GOAL OF THE EXERCISE: Transcribe the records exactly from the line with "Where can the mist" to the end, both included.

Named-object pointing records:

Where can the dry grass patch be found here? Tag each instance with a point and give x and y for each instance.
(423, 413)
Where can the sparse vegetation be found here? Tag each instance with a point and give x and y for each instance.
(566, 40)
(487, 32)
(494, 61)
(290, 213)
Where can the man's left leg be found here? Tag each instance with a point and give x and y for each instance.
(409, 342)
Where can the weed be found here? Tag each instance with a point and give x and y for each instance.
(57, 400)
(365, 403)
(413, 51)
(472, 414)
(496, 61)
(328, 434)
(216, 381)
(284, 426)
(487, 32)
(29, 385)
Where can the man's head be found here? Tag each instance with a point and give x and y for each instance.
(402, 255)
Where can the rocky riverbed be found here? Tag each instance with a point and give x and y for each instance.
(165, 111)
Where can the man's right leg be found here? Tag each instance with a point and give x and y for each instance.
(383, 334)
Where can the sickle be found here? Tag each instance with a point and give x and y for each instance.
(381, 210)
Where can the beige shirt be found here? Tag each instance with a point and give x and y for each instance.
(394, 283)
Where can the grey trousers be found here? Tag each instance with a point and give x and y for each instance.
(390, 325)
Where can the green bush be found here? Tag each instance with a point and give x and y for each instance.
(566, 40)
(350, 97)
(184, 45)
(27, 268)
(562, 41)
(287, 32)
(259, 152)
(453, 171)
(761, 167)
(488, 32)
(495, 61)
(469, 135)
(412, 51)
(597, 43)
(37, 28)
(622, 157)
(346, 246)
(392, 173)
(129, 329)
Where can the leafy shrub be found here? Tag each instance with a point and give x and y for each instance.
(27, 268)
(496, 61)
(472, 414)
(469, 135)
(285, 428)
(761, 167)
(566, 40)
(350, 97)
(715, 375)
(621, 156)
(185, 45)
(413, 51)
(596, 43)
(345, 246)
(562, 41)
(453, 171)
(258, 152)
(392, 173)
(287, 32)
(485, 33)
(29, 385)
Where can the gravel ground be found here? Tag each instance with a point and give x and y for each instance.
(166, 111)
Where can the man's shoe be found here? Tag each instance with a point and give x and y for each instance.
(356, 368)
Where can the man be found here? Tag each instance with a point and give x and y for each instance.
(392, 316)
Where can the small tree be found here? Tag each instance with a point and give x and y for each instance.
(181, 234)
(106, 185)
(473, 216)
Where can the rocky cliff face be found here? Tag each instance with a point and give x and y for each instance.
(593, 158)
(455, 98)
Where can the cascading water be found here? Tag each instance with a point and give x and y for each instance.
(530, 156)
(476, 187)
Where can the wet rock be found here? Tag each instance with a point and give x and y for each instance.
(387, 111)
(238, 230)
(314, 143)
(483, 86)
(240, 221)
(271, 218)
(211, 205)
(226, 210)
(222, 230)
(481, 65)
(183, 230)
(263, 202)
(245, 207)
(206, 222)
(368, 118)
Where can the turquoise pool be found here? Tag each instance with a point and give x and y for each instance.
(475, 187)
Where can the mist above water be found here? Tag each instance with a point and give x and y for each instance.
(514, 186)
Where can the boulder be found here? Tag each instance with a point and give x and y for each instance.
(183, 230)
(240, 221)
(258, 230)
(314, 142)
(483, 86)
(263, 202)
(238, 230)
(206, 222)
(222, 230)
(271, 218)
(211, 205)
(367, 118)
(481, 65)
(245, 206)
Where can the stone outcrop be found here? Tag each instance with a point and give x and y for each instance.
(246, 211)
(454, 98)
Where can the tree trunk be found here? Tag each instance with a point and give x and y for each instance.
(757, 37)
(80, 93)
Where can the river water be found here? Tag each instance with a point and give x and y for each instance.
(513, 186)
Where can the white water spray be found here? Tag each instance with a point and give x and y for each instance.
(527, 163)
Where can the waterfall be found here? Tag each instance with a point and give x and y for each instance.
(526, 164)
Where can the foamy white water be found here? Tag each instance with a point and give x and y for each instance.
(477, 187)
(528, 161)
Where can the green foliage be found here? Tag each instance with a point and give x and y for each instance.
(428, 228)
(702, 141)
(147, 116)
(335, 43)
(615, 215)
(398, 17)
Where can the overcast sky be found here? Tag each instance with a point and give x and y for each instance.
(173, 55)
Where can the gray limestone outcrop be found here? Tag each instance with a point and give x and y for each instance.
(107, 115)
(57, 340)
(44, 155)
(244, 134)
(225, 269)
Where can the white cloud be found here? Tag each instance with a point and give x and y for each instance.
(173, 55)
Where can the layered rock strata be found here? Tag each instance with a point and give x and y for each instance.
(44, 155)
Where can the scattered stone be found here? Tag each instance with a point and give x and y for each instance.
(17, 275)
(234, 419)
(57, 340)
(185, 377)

OUTPUT BELOW:
Where can the mist above water be found here? Tag each instance with a point and give x and y for each instance.
(514, 186)
Where can the boulder be found here? Tag each instance with a point and give x and y for each instance.
(183, 230)
(240, 221)
(258, 230)
(314, 142)
(483, 86)
(263, 202)
(238, 230)
(206, 222)
(222, 230)
(271, 218)
(211, 205)
(367, 118)
(481, 65)
(245, 206)
Where can the stone outcrop be found here? Tag each instance with a point and give x and y for each instance.
(246, 211)
(454, 98)
Where can the tree trunk be found here? Tag each instance with a point and give x and y for each instance.
(757, 37)
(80, 93)
Where can the river water be found here? Tag each instance with a point and give x and y for each instance.
(513, 186)
Where can the white water spray be found here? Tag each instance with a point and give x and y for each instance.
(527, 163)
Where can the waterfall be found here? Tag each instance with a point and give x and y for each instance.
(526, 164)
Where can the foamy white water be found here? Tag each instance with a point and give x and y for each instance.
(477, 187)
(528, 161)
Where can the green foliage be found here? Tag each instance with a point and give x and y for each instance.
(428, 228)
(702, 141)
(147, 116)
(335, 43)
(615, 215)
(398, 17)
Where can the overcast sky be found here? Tag each instance with a point and give x and y for each instance.
(173, 55)
Where can the gray limestone outcrop be found here? Tag each instance with a point and give x and y for each instance.
(107, 115)
(57, 340)
(44, 155)
(244, 134)
(225, 269)
Where can the white cloud be found here? Tag each instance with a point and give x and y for each instance.
(173, 55)
Where can the layered rock strata be found here? Tag each instance with a point and give x and y for each instance.
(44, 155)
Where can the scattered stone be found here? Tag each instance with a point and give x and y for each instance.
(17, 275)
(234, 419)
(57, 340)
(185, 377)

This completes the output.